Can you turn the paragraph of the RL78 review below that begins "The Renesas line ranges in price" into a short bulleted list of its main facts?

■ Passage shown ■
◇ ◇ ◇ ◇ ◇ ◇ ◇

The Renesas RL78 is a 16-bit CISC architecture that is sort of a merger between the Renesas R8C and the NEC 78K architecture. It, along with Renesas, came into existence when Hitachi, Mitsubishi, and NEC combined their semiconductor businesses.
The Renesas line ranges in price from about $0.36 for the 10-pin R5F10Y14 to $8 for the R5F100PL parts with 100 pins, and half a megabyte of flash. Many of these devices are designed for power-sensitive consumer goods; LCD interfacing is featured prominently in the family, but I would have liked to see a bit more connectivity at the lower end of the range; as an example, it takes $2.80 to get a part with USB, and it’s overspec’d for most USB device needs. They have fairly uniform clock speed across the family — only ranging from 20 to 32 MHz. However, with a three-stage pipeline, four banks of eight registers, 16×16 hardware multiplier and divider, and a fully-orthogonal instruction set, it’s plenty fast for most workloads.
For this review, I’m using the R5F102A8. I’m not really sure I understand their naming scheme — this part is considered part of the RL-78/G12 family. Why is it not called something like RL78G12FA8? No clue.

◇ ◇ ◇ ◇ ◇ ◇ ◇

■ Rows ■
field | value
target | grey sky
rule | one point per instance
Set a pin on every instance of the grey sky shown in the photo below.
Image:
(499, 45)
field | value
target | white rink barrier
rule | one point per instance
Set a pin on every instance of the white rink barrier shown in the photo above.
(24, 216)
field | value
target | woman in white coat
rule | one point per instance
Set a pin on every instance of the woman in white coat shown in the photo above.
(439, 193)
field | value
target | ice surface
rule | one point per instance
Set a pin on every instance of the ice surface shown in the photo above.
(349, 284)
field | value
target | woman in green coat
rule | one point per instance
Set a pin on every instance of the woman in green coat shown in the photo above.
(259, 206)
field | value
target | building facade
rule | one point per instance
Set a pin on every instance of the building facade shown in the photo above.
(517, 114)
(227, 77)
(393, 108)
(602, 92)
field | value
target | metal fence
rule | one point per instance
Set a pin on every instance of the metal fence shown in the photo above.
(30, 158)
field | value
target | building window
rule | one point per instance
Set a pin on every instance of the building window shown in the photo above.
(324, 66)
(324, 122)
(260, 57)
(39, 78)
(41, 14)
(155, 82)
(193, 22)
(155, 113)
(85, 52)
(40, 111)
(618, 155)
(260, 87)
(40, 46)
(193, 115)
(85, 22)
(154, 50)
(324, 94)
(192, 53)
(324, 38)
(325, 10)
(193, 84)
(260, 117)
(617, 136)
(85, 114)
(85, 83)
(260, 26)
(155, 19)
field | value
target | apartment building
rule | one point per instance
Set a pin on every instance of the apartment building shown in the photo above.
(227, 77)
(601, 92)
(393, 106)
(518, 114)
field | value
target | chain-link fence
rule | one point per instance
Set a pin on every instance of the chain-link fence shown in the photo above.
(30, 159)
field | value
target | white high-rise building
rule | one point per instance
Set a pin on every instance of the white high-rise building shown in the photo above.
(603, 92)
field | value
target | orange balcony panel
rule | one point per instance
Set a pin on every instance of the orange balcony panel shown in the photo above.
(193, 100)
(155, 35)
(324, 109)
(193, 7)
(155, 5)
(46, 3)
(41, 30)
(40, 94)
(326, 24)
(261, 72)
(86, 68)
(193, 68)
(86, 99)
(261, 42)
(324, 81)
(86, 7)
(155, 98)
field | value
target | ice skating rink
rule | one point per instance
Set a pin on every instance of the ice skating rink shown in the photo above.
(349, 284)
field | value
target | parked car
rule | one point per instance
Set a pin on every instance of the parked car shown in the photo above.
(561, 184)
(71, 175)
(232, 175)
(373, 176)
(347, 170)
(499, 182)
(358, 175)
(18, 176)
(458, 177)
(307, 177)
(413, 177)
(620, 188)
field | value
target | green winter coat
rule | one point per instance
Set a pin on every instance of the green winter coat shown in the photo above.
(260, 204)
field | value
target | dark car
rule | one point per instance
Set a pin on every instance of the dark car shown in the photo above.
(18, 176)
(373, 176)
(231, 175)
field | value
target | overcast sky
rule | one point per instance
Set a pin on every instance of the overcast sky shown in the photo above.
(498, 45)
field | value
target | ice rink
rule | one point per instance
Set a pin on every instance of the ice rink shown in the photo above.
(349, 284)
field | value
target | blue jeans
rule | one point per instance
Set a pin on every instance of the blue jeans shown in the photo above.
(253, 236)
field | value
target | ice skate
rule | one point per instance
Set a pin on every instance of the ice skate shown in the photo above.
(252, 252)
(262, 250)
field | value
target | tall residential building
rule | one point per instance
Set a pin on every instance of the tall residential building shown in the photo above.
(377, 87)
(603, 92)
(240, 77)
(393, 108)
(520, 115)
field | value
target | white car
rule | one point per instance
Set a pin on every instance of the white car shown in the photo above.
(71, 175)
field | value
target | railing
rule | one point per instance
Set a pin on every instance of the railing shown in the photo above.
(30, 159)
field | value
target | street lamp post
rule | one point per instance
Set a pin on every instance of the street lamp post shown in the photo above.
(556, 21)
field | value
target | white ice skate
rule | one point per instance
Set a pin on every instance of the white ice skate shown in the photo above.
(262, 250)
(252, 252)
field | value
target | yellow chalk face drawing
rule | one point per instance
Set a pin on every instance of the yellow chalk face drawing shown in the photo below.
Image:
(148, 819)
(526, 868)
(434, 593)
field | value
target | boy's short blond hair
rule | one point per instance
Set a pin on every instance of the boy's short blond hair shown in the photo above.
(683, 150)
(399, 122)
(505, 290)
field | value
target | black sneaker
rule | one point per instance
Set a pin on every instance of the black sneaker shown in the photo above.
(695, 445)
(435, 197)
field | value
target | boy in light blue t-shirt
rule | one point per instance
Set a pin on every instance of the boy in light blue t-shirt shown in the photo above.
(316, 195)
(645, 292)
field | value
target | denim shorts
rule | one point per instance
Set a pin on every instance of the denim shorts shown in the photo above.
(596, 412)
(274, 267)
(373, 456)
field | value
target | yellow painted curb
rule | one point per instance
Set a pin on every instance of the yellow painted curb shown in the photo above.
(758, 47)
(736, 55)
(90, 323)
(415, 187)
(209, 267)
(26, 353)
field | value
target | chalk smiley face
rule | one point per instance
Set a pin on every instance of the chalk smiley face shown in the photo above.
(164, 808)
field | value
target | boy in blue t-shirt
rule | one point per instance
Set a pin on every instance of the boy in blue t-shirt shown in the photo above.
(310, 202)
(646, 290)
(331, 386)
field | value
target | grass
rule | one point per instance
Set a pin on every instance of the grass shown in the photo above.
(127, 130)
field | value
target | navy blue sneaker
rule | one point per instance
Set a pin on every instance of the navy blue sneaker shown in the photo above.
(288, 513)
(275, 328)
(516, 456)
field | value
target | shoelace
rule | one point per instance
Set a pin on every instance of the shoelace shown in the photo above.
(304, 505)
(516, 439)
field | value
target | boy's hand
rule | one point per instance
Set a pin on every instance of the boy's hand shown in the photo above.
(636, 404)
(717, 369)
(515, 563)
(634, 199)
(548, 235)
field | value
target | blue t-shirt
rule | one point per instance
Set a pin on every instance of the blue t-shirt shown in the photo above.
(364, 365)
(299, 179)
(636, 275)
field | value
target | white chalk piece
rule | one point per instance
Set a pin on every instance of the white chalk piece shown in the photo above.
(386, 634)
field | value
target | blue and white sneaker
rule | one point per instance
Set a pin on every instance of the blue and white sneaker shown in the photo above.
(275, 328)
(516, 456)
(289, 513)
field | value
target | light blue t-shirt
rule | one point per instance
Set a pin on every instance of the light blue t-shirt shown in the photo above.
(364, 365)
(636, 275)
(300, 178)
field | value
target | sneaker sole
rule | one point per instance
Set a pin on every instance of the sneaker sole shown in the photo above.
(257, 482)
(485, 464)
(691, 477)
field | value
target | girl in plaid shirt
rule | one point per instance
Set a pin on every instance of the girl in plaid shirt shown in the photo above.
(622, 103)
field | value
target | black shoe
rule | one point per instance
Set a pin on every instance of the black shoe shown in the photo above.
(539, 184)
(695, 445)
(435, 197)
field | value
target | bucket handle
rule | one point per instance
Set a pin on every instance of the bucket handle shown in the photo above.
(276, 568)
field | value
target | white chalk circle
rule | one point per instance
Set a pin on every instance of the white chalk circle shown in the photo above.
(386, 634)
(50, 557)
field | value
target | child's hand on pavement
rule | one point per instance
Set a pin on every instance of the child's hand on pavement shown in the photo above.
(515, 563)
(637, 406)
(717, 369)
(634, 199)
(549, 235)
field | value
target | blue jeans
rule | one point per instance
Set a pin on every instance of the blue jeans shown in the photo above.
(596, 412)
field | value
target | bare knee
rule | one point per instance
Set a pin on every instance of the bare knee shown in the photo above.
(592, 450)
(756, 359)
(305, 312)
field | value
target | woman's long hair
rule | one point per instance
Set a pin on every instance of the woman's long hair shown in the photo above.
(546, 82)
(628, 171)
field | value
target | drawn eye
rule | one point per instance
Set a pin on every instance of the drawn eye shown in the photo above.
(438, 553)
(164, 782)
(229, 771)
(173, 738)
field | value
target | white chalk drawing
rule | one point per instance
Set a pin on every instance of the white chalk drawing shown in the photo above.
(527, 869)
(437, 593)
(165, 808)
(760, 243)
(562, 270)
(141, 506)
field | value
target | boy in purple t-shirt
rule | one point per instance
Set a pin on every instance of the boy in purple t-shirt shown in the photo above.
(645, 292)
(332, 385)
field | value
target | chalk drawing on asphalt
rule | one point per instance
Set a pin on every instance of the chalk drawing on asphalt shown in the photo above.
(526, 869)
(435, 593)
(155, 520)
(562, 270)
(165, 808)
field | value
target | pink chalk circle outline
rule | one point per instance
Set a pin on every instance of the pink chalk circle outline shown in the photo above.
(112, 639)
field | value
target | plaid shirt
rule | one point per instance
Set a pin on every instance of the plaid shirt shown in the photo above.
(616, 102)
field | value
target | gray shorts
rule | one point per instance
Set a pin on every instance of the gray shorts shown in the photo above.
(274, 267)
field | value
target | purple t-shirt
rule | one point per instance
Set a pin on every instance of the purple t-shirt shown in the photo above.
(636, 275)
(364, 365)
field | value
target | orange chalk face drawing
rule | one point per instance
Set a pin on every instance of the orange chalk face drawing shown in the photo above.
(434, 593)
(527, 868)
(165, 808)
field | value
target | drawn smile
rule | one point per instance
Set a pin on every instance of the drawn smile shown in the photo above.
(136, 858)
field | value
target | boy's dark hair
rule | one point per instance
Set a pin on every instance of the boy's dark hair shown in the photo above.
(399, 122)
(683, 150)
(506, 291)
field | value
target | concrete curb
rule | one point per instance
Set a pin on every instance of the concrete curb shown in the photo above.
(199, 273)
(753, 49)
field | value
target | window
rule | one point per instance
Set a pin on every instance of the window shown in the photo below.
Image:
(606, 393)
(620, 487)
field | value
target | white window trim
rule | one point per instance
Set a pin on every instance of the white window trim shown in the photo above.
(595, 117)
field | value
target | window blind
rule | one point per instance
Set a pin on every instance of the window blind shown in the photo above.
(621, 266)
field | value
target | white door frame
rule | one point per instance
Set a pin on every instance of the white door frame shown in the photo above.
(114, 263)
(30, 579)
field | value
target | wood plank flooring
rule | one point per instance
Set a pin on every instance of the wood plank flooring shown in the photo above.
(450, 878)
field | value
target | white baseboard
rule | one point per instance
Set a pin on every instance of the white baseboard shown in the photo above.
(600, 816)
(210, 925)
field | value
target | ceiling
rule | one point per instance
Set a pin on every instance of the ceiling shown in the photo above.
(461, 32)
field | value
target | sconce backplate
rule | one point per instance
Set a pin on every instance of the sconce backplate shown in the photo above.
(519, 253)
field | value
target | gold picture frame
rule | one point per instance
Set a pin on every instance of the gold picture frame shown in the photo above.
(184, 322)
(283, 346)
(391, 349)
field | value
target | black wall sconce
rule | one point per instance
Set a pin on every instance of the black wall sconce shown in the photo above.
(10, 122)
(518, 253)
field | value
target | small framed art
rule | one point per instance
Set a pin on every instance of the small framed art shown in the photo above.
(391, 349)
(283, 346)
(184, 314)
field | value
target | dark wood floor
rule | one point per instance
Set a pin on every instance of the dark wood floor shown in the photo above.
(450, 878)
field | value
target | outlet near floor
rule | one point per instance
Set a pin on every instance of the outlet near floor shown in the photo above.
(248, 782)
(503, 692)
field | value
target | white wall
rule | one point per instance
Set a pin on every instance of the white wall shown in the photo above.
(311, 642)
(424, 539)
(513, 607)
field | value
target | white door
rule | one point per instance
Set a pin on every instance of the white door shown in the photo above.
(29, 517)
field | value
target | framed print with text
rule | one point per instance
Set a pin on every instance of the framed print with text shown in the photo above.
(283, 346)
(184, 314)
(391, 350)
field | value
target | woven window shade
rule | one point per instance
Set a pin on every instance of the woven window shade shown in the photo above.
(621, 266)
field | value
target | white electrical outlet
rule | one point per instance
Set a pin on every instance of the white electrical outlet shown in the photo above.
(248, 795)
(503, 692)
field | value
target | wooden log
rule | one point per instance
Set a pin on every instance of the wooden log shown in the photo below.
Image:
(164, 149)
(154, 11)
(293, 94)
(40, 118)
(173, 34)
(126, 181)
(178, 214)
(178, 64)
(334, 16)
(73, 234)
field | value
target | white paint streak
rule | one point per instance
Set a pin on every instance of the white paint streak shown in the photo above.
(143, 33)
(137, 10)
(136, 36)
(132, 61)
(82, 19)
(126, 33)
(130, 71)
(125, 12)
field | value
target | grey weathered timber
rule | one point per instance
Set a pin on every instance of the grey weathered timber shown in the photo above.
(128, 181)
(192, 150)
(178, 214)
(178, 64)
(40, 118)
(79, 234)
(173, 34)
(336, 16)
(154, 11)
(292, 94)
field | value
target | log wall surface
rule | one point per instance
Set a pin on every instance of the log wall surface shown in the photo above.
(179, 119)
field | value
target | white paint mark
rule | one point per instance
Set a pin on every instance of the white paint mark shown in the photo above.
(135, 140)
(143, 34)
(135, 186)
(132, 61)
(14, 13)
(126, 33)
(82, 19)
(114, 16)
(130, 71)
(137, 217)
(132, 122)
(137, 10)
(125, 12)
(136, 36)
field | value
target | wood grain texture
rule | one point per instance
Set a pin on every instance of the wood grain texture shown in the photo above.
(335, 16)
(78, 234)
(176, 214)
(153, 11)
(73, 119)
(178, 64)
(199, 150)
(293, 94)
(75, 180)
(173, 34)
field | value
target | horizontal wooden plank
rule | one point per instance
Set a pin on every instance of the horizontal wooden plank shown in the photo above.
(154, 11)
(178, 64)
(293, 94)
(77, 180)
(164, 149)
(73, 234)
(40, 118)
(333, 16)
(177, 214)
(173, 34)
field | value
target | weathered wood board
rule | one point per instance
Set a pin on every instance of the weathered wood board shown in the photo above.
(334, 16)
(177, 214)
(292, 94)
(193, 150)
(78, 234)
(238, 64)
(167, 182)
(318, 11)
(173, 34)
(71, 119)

◇ ◇ ◇ ◇ ◇ ◇ ◇

■ Answer to this task ■
- Prices run from about $0.36 for the 10-pin R5F10Y14 to $8 for the 100-pin R5F100PL parts with half a megabyte of flash.
- Many devices are designed for power-sensitive consumer goods, and LCD interfacing is prominent across the family.
- The lower end of the range has limited connectivity: a part with USB costs $2.80 and is overspec'd for most USB device needs.
- Clock speeds are fairly uniform, from 20 to 32 MHz.
- A three-stage pipeline, four banks of eight registers, a 16×16 hardware multiplier and divider, and a fully-orthogonal instruction set make it fast enough for most workloads.